## TASKS
A) From the virtio-mem text, transcribe the passage between "Once all chunks" and "in cloud environments.", inclusive.
B) Extend the virtio-mem text past its final sentence.

:: SOURCE

Another future implementation could be to also support smaller chunks of
memory (e.g. 1MB or 256k), which would be a good compromise between being
able to unplug more memory (from !MOVABLE zone) and avoiding memory
fragmentation. The existing virtio protocol supports this extension, but
for now 4MB seem to be possible without a lot of messing around in Linux
mm code.

Once all chunks of a section are offline, we can go ahead and remove the
memory again using remove_memory(). This also removes the "struct
pages", which is nice.

Each virtio-mem device can belong to a NUMA node, which allows us to
easily add/remove small chunks of memory to/from a specific NUMA node by
using multiple virtio-mem devices. Something that works even when the
guest has no idea about the NUMA topology, but the host does - something
that can easily happen in cloud environments.

One way to view virtio-mem is as a "resizable DIMM" or a DIMM with many
"sub-DIMMS". Right now, x86 and s390x are supported.

Driver/Device removal: Whenever the device is removed/reset, all device
		       memory is no longer accessible. This is
		       problematic, as we cannot simply remove all
		       memory using remove_memory() from Linux.

Suspend/Hypernate: Only supported if no device memory is plugged. When
                   the device is reset, all device memory is no longer
		   accessible. See "Driver/Device removal".

::::
:: DATASET RECORDS

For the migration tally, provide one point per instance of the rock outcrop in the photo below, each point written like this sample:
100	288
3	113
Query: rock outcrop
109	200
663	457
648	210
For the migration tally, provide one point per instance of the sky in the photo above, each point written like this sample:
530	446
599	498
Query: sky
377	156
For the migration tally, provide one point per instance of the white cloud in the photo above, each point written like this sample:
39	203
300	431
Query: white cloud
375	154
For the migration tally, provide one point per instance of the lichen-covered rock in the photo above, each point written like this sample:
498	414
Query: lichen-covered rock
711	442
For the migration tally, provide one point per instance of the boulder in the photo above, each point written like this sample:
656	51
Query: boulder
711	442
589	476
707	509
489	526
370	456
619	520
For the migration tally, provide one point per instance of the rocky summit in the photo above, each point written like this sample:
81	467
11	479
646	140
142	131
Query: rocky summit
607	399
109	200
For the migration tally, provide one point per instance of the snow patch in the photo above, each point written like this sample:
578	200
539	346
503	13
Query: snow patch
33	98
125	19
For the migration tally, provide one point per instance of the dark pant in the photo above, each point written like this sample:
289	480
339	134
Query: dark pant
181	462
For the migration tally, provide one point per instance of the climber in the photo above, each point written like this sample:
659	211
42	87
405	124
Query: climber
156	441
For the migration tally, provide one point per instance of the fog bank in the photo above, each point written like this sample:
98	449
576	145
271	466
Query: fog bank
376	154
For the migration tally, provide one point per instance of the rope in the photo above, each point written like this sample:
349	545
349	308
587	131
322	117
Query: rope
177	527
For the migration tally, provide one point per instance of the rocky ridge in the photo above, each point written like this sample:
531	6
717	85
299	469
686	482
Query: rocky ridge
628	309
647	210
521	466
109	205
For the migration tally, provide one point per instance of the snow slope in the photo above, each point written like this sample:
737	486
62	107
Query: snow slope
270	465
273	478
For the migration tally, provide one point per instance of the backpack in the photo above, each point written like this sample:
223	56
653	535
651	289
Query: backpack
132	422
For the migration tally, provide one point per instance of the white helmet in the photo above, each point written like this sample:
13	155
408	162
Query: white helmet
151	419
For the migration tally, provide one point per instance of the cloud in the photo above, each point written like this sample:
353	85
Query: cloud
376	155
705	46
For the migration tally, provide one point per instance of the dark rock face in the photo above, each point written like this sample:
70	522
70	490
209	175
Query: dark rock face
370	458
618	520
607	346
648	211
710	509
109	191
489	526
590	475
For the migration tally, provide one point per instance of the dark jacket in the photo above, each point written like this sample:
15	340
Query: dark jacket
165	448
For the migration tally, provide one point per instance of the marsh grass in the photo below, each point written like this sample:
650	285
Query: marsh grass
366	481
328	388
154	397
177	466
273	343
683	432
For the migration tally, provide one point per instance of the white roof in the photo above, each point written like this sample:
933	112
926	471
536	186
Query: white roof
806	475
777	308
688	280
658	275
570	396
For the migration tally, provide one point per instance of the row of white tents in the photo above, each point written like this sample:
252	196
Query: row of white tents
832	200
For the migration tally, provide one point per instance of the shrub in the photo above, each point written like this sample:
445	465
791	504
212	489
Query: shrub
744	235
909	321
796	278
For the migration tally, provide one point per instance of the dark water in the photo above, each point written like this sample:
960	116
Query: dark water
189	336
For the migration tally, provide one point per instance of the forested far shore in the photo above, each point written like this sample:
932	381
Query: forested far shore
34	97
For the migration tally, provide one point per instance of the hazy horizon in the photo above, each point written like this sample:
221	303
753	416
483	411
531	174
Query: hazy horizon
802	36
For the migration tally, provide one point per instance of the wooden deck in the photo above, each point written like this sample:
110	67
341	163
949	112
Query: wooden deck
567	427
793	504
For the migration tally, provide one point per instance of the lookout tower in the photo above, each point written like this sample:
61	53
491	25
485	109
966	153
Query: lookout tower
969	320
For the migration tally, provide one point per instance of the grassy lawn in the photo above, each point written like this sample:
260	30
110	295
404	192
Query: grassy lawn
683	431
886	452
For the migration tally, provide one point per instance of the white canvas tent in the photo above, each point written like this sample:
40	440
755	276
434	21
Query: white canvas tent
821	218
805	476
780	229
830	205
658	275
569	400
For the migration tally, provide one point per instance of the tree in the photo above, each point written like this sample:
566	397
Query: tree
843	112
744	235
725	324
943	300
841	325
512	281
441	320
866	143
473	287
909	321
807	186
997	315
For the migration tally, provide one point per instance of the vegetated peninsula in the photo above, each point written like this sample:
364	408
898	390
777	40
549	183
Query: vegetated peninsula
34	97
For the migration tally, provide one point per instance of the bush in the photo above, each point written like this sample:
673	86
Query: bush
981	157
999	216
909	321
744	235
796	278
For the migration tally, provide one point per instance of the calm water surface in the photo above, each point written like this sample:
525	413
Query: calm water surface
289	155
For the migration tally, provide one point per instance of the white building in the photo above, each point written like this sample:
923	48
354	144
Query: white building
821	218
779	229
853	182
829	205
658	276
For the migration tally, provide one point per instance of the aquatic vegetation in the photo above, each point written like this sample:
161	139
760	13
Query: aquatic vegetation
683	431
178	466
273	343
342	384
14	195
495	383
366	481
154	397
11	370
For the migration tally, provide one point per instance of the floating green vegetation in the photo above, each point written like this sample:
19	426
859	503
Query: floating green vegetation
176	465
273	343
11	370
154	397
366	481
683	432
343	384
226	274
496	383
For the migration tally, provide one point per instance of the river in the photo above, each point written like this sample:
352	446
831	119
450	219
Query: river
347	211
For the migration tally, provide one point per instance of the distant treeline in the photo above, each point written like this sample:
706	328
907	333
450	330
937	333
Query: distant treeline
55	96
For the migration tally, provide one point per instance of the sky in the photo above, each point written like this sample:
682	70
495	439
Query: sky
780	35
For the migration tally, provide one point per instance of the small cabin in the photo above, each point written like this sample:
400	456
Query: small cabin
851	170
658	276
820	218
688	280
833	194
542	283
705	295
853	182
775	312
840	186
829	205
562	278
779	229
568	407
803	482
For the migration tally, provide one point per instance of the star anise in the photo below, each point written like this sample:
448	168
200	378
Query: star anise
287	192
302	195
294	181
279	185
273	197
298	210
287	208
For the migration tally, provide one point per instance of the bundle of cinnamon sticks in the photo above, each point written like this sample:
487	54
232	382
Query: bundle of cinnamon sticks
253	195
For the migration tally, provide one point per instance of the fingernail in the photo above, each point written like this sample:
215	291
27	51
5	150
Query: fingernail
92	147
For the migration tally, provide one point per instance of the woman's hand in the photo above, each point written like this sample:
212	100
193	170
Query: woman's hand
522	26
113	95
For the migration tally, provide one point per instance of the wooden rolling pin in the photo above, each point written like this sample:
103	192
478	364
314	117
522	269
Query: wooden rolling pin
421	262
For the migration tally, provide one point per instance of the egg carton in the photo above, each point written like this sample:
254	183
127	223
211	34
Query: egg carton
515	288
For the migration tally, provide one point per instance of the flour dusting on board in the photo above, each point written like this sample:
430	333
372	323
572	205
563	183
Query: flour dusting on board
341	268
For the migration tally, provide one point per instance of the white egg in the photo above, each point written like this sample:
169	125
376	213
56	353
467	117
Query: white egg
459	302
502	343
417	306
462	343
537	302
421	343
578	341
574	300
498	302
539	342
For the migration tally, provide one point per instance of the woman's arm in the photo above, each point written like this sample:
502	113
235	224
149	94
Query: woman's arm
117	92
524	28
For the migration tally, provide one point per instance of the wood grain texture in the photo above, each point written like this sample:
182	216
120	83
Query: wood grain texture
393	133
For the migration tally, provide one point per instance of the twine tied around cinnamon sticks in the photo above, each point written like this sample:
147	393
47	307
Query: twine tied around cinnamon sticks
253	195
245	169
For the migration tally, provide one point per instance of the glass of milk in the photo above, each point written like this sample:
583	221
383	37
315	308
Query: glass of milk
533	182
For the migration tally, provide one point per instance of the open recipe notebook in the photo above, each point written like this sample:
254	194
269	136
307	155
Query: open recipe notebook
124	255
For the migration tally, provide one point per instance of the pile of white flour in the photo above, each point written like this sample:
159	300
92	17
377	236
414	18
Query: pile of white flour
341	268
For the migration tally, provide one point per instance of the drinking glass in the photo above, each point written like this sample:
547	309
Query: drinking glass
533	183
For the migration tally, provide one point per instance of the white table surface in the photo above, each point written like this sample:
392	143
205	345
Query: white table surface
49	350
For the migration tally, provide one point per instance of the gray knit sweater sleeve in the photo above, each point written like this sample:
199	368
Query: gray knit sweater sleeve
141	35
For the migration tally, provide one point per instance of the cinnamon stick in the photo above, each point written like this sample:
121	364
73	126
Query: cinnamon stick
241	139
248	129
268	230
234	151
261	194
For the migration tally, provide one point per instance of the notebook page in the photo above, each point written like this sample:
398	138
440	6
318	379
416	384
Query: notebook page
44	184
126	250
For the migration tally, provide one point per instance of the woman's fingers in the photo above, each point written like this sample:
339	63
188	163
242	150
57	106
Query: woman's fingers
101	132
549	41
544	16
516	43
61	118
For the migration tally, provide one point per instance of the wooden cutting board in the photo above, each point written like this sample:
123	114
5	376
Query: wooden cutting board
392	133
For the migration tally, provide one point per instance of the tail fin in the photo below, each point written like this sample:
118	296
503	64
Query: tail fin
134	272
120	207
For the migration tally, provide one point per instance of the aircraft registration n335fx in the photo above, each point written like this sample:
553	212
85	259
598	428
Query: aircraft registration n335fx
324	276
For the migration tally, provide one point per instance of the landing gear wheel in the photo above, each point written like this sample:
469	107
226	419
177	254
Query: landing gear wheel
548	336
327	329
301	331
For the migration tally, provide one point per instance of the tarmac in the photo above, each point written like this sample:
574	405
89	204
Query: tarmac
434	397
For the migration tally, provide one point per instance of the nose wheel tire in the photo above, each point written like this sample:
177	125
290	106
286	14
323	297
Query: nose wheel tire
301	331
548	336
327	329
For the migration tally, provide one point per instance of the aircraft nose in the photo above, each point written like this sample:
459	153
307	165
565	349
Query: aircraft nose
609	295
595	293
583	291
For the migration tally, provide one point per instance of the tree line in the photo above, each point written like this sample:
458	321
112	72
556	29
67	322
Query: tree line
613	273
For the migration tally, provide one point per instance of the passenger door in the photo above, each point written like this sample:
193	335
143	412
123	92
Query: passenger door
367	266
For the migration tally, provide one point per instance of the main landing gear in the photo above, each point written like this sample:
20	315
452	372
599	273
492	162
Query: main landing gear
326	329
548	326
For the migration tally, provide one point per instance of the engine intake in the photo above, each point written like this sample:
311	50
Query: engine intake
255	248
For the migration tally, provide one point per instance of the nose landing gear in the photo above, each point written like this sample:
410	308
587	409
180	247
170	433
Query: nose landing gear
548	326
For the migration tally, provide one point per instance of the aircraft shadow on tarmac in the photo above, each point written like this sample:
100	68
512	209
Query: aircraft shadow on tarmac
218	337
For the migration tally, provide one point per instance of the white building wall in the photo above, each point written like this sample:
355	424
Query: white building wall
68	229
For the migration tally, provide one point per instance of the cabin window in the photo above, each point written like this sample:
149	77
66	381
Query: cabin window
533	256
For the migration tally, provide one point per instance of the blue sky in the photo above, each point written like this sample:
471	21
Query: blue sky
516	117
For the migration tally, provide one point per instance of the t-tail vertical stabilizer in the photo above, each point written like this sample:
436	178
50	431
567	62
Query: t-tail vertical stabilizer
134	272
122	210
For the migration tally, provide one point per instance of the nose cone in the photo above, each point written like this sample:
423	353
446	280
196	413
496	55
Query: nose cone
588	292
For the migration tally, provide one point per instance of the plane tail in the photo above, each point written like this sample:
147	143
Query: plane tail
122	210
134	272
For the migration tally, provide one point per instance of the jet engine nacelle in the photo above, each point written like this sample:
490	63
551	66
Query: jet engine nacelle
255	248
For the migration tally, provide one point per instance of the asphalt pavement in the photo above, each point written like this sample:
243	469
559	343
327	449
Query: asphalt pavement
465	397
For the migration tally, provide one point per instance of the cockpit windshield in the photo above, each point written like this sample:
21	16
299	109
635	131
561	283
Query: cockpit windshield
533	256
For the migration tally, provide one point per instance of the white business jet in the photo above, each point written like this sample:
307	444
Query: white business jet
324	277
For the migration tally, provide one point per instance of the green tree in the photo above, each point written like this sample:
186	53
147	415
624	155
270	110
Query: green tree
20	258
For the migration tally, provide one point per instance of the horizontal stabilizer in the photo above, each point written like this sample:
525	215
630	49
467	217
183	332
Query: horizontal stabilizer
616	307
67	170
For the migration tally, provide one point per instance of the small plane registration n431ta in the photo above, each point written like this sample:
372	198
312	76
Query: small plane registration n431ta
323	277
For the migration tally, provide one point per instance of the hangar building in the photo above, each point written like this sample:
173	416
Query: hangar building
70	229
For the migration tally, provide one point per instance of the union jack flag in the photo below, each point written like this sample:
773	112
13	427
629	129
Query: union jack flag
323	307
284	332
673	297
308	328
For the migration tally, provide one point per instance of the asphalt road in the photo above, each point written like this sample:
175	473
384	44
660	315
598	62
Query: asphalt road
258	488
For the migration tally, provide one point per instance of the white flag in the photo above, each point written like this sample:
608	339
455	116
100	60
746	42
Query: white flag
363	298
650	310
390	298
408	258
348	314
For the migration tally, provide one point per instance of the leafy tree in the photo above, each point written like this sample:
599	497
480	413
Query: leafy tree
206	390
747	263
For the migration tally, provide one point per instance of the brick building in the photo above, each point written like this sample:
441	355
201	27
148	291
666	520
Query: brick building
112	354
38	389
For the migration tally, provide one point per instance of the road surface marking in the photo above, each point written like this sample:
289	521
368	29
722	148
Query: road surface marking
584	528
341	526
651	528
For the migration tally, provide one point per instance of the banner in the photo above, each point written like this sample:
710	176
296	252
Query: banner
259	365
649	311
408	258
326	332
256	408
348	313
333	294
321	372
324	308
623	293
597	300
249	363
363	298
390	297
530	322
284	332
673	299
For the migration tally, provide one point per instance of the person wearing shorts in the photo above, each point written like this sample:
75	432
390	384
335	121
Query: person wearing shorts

::::

## SET OF ANSWERS
A)
Once all chunks of a section are offline, we can go ahead and remove the
memory again using remove_memory(). This also removes the "struct
pages", which is nice.

Each virtio-mem device can belong to a NUMA node, which allows us to
easily add/remove small chunks of memory to/from a specific NUMA node by
using multiple virtio-mem devices. Something that works even when the
guest has no idea about the NUMA topology, but the host does - something
that can easily happen in cloud environments.

B)
Cc: "Michael S. Tsirkin" <mst@redhat.com>
Cc: Jason Wang <jasowang@redhat.com>
Cc: Stefan Hajnoczi <stefanha@redhat.com>
Cc: Cornelia Huck <cohuck@redhat.com>
Cc: Halil Pasic <pasic@linux.ibm.com>
Cc: Andrea Arcangeli <aarcange@redhat.com>
Cc: Greg Kroah-Hartman <gregkh@linuxfoundation.org>
Cc: Andrew Morton <akpm@linux-foundation.org>
Cc: Vlastimil Babka <vbabka@suse.cz>
Cc: Michal Hocko <mhocko@suse.com>
Cc: Dan Williams <dan.j.williams@intel.com>
Cc: Pavel Tatashin <pasha.tatashin@oracle.com>
Cc: Joonsoo Kim <iamjoonsoo.kim@lge.com>
Cc: Thomas Gleixner <tglx@linutronix.de>
Signed-off-by: David Hildenbrand <david@redhat.com>
---
 drivers/virtio/Kconfig          |   15 +
 drivers/virtio/Makefile         |    1 +
 drivers/virtio/virtio_mem.c     | 1040 +++++++++++++++++++++++++++++++
 include/uapi/linux/virtio_ids.h |    1 +
 include/uapi/linux/virtio_mem.h |  134 ++++
 5 files changed, 1191 insertions(+)
 create mode 100644 drivers/virtio/virtio_mem.c
 create mode 100644 include/uapi/linux/virtio_mem.h

diff --git a/drivers/virtio/Kconfig b/drivers/virtio/Kconfig
index 35897649c24f..39d3bcb2546b 100644
--- a/drivers/virtio/Kconfig
+++ b/drivers/virtio/Kconfig
@@ -52,6 +52,21 @@ config VIRTIO_BALLOON
 
 	 If unsure, say M.
 
+config VIRTIO_MEM
+	tristate "Virtio mem driver"
+	depends on VIRTIO && MEMORY_HOTPLUG && MEMORY_HOTREMOVE && (X86_64 || S390)
+	help
+	 Virtio Mem driver
+
+	 This driver provides access to virtio-mem paravirtualized memory
+	 devices.
+
+	 This driver is experimental and was only tested under s390x and x86_64.
+	 In theory, all architectures that support add_memory/remove_memory
+	 and a reasonably large address space should be supported.
+
+	 If unsure, say M.
+
 config VIRTIO_INPUT
 	tristate "Virtio input driver"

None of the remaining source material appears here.